• **Document passage**:
····················

Immortal cell lines were a crucial discovery in biology and have brought forward medical fields in ways we could only have dreamed of 70 years ago. For decades we have known that there’s an issue with them, they can contaminate and take over other samples, which might produce incorrect results. Now researchers from Radboud University have estimated how many published papers have worked on mislabeled cell lines.
According to the study, published in PLOS One, almost 33,000 papers from 1955 to today are likely to feature research on incorrect cell lines. The estimate suggests that these papers could have been cited in half a million other papers. Although this is just a small percentage of the total number of papers in biology, it shows that cell line mislabeling is a serious issue.
"Most scientists don't intentionally publish findings on the wrong cells," lead author Serge Horbach, said in a statement. "It's an honest mistake. The more concerning problem is that the research data is potentially invalid and impossible to reproduce. What's even scarier is that we've known about these wrongly identified cells for half a century, yet many researchers aren't aware of this. New articles are published every week about misidentified cells."
Contamination can happen due to carelessness and often just using multiple cell lines on the same lab workbench might result in issues. Certain cell lines are incredibly tenacious and they take over other cultures given half the chance. So far researchers have found more than 451 cell lines that were completely taken over by other cells.
Another issue is where the cells come from. Cell distribution centers are often semi-privately owned and fear that disclosing such large-scale problems might hurt their reputation or finances. Although contamination is a problem, there are reasonable steps to solve it. Better protocols to avoid cross-contamination like hygienic fume cupboards and genetic testing could make the problem go away. But all of these require time and money.
"The scientists I spoke to said that was the biggest problem," co-author Willem Halffman added. "And to solve that problem, you either have to reduce the pressure to publish or require all researchers to carry out a genetic test before working with the cells."
"It's not our intention to damage anyone's reputation with this publication. It's about the overarching problem: what are we going to do about the mistakes that have been made? That's all we want to determine,” the authors stated.
The most famous cell line is the HeLa, named after Henrietta Lacks who died of cervical cancer in 1951. The cells were removed from her cancer without her knowledge or consent. These cells made the development of a polio vaccine possible, as well as many other medical developments.

····················

Saved entries:

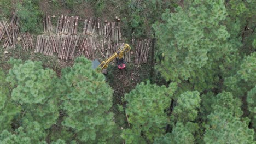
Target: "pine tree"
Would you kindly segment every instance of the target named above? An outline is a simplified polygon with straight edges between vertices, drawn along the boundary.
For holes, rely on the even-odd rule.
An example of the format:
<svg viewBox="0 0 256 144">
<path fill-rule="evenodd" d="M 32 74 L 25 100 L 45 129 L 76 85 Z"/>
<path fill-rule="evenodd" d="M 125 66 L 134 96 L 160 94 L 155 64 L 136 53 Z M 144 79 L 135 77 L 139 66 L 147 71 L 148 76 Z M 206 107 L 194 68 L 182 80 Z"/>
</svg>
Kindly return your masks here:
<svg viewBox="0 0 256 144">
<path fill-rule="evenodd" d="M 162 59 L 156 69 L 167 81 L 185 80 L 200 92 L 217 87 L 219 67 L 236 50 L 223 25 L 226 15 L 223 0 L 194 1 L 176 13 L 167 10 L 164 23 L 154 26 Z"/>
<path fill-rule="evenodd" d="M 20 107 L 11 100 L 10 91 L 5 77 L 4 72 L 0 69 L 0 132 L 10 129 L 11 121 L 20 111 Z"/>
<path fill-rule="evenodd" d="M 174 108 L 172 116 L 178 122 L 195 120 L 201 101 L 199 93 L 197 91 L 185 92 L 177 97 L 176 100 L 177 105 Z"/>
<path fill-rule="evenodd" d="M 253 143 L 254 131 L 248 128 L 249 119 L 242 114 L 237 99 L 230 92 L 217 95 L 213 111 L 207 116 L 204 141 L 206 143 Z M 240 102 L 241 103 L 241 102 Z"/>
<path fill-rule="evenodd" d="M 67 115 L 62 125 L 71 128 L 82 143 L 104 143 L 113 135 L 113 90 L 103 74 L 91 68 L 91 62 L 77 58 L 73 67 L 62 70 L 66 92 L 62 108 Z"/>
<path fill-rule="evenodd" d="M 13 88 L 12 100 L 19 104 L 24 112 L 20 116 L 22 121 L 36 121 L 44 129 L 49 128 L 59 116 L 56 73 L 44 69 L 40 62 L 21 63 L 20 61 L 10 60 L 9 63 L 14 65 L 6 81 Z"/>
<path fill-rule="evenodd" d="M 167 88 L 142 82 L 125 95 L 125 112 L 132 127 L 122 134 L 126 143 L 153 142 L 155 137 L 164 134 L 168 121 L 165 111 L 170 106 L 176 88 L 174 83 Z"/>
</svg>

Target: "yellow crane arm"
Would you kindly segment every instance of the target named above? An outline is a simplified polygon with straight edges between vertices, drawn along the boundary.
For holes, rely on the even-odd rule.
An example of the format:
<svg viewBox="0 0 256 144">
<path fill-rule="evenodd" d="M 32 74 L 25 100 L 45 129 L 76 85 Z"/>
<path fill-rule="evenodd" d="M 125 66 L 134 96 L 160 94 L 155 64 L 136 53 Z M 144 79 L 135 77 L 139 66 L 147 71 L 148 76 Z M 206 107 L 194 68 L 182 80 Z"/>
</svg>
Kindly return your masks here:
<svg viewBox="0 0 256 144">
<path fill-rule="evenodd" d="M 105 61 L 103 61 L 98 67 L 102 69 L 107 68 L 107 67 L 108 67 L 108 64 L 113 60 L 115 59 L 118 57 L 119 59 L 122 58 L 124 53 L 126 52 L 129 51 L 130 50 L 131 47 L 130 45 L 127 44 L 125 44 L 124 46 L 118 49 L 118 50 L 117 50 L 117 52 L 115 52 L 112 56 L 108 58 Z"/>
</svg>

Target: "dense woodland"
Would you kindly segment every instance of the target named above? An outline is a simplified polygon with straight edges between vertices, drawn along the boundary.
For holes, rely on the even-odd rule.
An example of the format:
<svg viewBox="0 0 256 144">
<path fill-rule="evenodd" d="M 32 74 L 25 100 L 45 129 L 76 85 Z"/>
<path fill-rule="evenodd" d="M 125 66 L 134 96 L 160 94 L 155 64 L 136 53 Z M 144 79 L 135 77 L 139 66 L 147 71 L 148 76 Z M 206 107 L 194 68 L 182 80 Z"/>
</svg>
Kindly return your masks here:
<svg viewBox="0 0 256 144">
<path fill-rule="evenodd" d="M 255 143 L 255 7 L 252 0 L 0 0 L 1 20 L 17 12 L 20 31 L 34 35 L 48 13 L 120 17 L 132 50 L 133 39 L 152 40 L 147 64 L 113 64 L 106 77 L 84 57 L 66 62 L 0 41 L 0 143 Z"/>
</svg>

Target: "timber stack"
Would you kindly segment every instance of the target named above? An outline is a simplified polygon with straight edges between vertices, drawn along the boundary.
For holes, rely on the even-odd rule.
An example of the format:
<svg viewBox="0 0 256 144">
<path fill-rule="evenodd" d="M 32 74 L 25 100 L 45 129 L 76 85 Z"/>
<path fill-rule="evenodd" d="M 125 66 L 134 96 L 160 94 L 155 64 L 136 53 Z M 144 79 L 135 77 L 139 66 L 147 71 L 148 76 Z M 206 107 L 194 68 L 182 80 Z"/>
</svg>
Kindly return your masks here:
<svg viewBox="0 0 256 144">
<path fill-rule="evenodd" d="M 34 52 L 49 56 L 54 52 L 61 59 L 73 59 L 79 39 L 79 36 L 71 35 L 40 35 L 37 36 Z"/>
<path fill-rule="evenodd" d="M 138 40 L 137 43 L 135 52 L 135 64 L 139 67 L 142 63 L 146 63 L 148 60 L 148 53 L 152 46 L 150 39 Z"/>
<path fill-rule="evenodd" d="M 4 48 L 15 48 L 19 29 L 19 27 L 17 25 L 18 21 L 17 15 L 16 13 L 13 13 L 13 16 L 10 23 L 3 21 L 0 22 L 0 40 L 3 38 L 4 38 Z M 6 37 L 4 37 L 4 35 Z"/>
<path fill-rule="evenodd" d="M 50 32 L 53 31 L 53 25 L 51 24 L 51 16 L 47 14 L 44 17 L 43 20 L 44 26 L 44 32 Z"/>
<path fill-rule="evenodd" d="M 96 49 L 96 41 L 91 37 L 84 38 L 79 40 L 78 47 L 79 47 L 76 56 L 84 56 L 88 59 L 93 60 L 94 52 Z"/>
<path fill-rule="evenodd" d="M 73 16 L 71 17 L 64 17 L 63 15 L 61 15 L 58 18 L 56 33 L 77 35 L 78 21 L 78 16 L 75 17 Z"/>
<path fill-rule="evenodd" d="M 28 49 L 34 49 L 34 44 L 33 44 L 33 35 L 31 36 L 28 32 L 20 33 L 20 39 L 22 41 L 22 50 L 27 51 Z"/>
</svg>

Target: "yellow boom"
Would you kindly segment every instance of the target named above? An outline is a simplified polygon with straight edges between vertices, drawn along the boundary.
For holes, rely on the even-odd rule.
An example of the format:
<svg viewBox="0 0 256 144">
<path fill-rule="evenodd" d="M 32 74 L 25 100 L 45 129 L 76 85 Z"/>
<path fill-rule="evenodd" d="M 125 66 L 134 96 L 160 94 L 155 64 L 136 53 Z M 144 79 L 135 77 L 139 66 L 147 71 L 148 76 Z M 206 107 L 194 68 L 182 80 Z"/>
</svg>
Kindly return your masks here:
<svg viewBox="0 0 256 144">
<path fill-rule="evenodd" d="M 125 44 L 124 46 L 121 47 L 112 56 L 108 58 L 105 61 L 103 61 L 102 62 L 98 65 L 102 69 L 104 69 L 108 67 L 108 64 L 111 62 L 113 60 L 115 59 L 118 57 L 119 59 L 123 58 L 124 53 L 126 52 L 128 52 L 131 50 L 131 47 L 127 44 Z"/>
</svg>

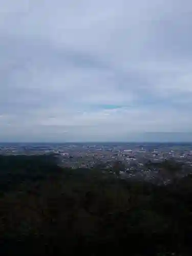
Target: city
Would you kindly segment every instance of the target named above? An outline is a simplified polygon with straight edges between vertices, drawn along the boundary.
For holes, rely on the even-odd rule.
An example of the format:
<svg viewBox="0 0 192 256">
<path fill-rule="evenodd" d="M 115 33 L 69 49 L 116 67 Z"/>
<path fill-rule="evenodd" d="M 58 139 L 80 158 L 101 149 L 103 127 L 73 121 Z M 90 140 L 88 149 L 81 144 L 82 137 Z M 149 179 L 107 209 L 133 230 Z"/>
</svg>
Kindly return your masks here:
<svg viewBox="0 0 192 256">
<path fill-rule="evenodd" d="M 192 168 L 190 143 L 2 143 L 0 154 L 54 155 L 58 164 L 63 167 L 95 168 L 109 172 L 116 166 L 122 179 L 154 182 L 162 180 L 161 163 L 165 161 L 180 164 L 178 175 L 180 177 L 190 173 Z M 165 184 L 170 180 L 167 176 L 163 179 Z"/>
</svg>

····················

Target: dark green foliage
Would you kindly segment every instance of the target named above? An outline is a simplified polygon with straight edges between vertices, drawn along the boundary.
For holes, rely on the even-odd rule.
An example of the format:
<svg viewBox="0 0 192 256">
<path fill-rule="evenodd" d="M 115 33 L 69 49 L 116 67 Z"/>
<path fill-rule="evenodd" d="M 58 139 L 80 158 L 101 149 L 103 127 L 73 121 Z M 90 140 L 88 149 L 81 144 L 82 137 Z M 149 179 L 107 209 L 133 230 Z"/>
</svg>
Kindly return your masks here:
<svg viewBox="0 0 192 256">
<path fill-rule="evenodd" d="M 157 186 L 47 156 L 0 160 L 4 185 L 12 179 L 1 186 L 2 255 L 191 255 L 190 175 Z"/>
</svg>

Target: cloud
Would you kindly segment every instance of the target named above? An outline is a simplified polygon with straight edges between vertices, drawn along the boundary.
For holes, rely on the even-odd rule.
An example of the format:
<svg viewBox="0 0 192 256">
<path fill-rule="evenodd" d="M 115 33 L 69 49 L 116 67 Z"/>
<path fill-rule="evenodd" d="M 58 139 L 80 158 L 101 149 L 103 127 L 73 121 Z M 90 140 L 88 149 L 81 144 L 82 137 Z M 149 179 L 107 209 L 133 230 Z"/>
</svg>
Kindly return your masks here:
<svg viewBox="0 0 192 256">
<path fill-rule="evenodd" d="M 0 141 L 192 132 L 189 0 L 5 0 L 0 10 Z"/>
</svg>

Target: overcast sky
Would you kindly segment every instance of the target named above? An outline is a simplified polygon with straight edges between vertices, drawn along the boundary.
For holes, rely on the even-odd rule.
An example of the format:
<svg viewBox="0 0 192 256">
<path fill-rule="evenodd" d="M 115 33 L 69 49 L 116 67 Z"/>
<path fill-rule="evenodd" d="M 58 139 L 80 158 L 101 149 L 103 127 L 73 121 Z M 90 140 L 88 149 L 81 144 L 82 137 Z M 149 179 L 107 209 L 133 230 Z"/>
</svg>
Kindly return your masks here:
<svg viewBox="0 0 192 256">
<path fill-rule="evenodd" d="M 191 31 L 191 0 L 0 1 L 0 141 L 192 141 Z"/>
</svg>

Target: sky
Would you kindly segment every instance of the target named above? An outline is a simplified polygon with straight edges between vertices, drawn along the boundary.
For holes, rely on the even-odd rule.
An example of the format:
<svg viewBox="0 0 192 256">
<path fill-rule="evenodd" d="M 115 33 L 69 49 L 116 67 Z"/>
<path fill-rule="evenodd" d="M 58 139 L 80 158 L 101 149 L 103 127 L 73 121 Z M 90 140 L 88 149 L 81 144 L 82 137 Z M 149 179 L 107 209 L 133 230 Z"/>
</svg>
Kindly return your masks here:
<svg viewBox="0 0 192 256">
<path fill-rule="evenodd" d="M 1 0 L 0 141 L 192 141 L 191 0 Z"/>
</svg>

····················

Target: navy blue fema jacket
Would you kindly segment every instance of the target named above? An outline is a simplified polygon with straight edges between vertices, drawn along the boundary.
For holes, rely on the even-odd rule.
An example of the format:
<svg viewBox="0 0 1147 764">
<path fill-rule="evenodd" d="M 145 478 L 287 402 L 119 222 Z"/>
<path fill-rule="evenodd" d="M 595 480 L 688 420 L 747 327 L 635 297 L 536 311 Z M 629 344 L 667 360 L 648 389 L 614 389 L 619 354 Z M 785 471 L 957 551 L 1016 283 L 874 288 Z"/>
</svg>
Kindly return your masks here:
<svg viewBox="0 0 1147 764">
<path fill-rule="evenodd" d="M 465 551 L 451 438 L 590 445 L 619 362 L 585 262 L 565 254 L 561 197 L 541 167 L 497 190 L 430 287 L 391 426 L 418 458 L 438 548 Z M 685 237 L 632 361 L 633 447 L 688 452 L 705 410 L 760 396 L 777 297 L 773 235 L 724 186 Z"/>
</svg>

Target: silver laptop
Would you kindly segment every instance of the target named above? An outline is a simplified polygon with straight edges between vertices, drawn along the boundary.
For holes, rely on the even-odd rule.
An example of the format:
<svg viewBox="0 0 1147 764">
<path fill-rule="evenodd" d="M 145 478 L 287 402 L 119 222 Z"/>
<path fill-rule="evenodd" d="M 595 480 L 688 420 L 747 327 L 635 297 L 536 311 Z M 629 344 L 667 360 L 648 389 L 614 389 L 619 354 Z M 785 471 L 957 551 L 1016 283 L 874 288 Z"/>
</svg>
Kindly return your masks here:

····················

• **Apply what you read**:
[1] Answer these questions using the article on mislabeled cell lines:
(a) In which journal was the study published?
(b) How many cell lines have researchers found that were completely taken over by other cells?
(c) After whom is the HeLa cell line named?
[2] Return everything in the article on mislabeled cell lines from "According to the" down to "a serious issue.".
[3] Summarize the article on mislabeled cell lines in two sentences.
These entries were taken from a source separate from the article on mislabeled cell lines.

• **Solutions in order**:
[1]
(a) PLOS One
(b) More than 451
(c) Henrietta Lacks

[2]
According to the study, published in PLOS One, almost 33,000 papers from 1955 to today are likely to feature research on incorrect cell lines. The estimate suggests that these papers could have been cited in half a million other papers. Although this is just a small percentage of the total number of papers in biology, it shows that cell line mislabeling is a serious issue.

[3] Researchers from Radboud University estimate that almost 33,000 papers published since 1955 likely feature research on incorrect cell lines, and those papers could have been cited in half a million other papers. Contamination can result from carelessness, and it could be prevented with better protocols such as hygienic fume cupboards and genetic testing, but these require time and money.